BEGIN

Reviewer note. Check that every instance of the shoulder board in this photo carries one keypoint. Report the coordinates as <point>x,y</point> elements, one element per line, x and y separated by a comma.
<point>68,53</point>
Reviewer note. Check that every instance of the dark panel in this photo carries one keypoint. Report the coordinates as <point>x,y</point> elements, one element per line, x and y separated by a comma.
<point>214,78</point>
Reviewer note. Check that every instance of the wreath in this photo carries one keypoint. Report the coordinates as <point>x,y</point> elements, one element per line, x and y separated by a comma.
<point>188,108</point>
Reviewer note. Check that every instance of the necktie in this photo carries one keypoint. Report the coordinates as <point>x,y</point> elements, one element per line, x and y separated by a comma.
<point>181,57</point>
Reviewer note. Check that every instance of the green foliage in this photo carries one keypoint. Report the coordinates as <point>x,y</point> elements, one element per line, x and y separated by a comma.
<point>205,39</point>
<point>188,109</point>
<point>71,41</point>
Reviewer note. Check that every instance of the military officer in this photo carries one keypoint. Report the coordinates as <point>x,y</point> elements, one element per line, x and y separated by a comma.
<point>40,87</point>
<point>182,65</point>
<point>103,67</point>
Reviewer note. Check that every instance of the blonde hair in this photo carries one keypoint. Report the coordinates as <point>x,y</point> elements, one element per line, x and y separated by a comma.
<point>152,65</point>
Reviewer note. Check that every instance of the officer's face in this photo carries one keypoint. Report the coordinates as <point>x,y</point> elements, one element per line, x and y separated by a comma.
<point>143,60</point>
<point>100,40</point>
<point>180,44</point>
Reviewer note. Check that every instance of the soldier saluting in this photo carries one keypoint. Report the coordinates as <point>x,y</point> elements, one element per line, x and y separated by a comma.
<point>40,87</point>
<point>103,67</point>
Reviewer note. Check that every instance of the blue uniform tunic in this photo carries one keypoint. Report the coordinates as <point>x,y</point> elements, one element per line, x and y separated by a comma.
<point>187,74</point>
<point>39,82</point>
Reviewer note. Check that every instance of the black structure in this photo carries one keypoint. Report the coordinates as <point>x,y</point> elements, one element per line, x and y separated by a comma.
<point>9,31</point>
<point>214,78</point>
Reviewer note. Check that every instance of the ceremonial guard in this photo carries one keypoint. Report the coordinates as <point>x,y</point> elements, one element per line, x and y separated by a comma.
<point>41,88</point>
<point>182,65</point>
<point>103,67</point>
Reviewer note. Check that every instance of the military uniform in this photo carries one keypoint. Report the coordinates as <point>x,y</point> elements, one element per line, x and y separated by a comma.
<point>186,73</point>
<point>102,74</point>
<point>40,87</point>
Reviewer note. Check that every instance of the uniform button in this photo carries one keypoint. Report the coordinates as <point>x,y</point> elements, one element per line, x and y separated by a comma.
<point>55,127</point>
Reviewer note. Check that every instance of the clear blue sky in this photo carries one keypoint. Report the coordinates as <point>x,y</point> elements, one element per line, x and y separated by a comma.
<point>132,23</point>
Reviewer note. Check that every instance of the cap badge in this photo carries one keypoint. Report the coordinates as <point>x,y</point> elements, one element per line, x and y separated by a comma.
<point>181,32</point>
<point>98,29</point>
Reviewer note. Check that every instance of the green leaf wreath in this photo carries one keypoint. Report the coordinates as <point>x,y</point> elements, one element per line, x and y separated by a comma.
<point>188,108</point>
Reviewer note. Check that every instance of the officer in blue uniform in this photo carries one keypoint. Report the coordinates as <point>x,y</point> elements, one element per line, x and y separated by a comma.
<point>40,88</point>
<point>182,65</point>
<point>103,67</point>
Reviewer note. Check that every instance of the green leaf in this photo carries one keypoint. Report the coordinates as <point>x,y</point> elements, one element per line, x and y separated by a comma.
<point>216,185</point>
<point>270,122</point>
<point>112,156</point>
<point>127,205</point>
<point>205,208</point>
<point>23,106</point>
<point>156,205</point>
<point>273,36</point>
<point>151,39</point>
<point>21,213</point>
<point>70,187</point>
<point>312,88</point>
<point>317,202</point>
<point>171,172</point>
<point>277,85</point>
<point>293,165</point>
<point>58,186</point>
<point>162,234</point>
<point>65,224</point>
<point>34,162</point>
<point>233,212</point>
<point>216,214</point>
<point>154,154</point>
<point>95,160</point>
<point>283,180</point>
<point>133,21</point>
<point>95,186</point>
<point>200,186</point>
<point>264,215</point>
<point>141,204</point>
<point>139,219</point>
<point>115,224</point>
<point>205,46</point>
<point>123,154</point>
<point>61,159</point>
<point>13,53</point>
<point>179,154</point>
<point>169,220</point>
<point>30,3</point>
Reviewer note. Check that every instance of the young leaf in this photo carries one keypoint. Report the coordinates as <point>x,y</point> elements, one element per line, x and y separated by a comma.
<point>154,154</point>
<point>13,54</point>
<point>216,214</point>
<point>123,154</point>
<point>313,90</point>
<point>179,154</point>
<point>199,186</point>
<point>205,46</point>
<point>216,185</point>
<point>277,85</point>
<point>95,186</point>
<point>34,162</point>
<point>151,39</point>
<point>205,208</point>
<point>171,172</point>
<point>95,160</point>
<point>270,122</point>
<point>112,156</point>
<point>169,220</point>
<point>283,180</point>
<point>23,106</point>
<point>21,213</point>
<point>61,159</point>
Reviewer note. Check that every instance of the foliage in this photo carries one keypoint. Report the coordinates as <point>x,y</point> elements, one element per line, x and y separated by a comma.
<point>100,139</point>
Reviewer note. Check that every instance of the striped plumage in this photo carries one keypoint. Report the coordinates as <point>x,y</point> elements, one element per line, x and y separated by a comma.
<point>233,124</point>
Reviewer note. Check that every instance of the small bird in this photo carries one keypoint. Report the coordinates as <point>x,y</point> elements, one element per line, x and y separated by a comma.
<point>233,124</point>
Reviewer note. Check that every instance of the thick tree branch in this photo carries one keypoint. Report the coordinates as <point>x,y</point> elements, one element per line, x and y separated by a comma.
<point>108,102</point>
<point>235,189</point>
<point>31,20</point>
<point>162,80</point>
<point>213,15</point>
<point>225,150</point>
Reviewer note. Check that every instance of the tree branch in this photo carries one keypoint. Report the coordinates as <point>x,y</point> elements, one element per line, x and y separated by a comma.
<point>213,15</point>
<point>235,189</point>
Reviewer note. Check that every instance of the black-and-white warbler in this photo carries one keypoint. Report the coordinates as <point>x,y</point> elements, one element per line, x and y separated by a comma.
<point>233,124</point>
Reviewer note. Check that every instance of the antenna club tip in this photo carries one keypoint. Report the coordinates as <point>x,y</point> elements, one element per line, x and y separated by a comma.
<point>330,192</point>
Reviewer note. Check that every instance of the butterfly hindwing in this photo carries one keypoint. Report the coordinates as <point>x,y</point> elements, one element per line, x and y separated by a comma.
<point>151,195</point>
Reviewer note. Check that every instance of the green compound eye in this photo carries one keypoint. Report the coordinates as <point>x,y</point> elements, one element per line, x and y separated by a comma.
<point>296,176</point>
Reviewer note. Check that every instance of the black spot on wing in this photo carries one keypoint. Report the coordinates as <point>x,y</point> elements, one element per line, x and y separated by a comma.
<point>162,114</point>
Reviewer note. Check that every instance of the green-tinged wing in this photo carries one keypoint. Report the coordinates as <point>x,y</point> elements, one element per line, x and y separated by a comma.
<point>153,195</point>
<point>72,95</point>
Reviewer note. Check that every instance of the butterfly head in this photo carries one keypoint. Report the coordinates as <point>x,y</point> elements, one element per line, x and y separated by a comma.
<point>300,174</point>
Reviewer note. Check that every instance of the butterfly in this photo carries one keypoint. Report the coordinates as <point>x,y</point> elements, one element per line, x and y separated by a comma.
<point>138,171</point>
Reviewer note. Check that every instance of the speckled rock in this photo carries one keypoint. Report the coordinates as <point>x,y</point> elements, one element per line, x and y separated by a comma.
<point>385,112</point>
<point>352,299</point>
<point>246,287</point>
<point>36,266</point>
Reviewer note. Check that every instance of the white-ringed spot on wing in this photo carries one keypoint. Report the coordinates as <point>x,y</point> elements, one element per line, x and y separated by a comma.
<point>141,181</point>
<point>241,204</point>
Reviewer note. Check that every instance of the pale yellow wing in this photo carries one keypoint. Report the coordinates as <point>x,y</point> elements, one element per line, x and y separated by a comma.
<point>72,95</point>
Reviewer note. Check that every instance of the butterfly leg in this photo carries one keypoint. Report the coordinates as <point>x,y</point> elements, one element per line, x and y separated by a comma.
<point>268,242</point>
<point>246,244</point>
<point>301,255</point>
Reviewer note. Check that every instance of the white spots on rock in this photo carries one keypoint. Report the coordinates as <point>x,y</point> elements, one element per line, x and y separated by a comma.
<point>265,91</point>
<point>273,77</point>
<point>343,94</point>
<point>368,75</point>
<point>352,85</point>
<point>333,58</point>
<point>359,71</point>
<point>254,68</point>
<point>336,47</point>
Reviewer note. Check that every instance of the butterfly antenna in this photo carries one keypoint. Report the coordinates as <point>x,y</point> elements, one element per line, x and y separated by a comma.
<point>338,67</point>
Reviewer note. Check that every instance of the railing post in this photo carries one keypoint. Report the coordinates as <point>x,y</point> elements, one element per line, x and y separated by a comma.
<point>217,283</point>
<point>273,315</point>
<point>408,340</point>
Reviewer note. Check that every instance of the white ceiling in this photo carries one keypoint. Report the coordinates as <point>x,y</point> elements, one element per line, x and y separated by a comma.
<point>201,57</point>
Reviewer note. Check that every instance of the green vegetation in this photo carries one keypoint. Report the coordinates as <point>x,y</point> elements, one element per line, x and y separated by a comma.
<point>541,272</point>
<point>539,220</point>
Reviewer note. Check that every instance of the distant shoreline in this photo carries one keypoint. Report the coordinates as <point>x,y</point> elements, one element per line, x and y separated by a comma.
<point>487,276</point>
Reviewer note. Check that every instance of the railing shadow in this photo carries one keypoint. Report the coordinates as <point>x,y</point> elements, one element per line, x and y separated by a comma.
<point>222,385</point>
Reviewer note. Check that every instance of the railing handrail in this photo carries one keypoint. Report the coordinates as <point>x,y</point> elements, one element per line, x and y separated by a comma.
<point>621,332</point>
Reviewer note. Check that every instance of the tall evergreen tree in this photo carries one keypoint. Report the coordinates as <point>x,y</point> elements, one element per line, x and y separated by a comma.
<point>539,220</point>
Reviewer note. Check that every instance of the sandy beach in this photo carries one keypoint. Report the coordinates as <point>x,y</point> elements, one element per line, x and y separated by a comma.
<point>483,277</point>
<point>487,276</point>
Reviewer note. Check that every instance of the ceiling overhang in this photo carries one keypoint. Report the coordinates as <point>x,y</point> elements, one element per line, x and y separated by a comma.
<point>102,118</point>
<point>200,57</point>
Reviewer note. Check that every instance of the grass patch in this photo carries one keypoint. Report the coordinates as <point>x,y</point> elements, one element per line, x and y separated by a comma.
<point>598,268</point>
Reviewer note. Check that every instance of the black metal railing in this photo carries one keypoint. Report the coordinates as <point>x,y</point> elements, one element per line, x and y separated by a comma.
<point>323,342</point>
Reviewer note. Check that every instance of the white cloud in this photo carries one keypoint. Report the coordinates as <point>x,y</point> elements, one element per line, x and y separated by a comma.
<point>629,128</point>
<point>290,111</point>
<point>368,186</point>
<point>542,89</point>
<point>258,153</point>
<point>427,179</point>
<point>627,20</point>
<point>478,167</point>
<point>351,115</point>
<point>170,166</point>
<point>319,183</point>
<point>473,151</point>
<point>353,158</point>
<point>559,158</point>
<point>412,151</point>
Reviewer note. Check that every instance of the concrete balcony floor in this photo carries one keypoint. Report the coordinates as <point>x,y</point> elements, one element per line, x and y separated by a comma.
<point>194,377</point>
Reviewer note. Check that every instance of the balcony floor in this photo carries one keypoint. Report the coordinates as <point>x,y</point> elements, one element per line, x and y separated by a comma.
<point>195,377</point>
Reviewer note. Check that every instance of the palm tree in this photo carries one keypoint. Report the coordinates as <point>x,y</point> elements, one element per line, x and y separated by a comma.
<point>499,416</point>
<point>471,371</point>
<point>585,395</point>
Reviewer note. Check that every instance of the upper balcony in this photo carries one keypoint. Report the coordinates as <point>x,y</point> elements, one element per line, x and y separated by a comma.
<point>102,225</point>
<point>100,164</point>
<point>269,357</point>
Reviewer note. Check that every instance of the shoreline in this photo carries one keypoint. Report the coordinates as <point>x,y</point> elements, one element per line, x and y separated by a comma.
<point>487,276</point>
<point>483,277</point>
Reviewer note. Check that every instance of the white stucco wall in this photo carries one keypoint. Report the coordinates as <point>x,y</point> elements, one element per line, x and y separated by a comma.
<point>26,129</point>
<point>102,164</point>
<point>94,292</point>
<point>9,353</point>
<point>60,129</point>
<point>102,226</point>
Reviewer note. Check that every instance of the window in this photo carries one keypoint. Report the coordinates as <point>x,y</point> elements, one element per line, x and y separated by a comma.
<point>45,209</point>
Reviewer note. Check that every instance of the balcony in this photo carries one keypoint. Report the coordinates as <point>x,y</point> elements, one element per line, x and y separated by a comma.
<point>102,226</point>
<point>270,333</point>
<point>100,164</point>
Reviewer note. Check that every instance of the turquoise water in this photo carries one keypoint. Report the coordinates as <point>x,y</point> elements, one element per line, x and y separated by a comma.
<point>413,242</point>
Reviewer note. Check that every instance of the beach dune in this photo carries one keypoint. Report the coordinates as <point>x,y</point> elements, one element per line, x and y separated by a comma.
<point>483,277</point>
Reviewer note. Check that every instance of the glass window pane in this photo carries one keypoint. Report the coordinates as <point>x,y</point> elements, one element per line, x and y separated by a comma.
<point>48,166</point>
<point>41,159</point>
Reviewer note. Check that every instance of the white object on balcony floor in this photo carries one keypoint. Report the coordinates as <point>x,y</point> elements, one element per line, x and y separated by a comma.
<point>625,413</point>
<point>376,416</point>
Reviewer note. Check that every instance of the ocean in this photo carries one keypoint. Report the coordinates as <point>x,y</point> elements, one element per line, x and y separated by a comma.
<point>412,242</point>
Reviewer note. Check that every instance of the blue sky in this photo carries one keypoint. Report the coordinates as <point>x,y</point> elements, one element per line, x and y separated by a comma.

END

- **AIM OF THE TASK**: Reproduce verbatim the lines of the listing from its beginning up to and including the line containing "<point>180,44</point>".

- **ANSWER TO THE PROBLEM**:
Reviewer note. Check that every instance of the shoulder board in this photo carries one keypoint. Report the coordinates as <point>x,y</point> elements, one element per line, x and y separated by a comma.
<point>68,53</point>
Reviewer note. Check that every instance of the dark panel in this photo carries one keypoint. Report the coordinates as <point>x,y</point> elements, one element per line, x and y separated by a comma.
<point>214,78</point>
Reviewer note. Check that every instance of the wreath in this photo carries one keypoint. Report the coordinates as <point>x,y</point> elements, one element per line, x and y separated by a comma.
<point>188,108</point>
Reviewer note. Check that every instance of the necktie in this photo carries one keypoint. Report the coordinates as <point>x,y</point> elements, one element per line, x and y separated by a comma.
<point>181,57</point>
Reviewer note. Check that every instance of the green foliage in this photo carries one keypoint. Report the coordinates as <point>x,y</point> elements, one element per line, x and y separated by a comma.
<point>205,39</point>
<point>188,109</point>
<point>71,41</point>
Reviewer note. Check that every instance of the military officer in this photo carries one keypoint. Report the coordinates as <point>x,y</point> elements, one element per line, x and y separated by a comma.
<point>40,87</point>
<point>182,65</point>
<point>103,67</point>
Reviewer note. Check that every instance of the blonde hair in this photo carries one keypoint. Report the coordinates as <point>x,y</point> elements, one element per line, x and y separated by a comma.
<point>152,65</point>
Reviewer note. Check that every instance of the officer's face in this photo carries one keypoint. Report the coordinates as <point>x,y</point> elements, one element per line, x and y separated by a comma.
<point>143,60</point>
<point>100,40</point>
<point>180,44</point>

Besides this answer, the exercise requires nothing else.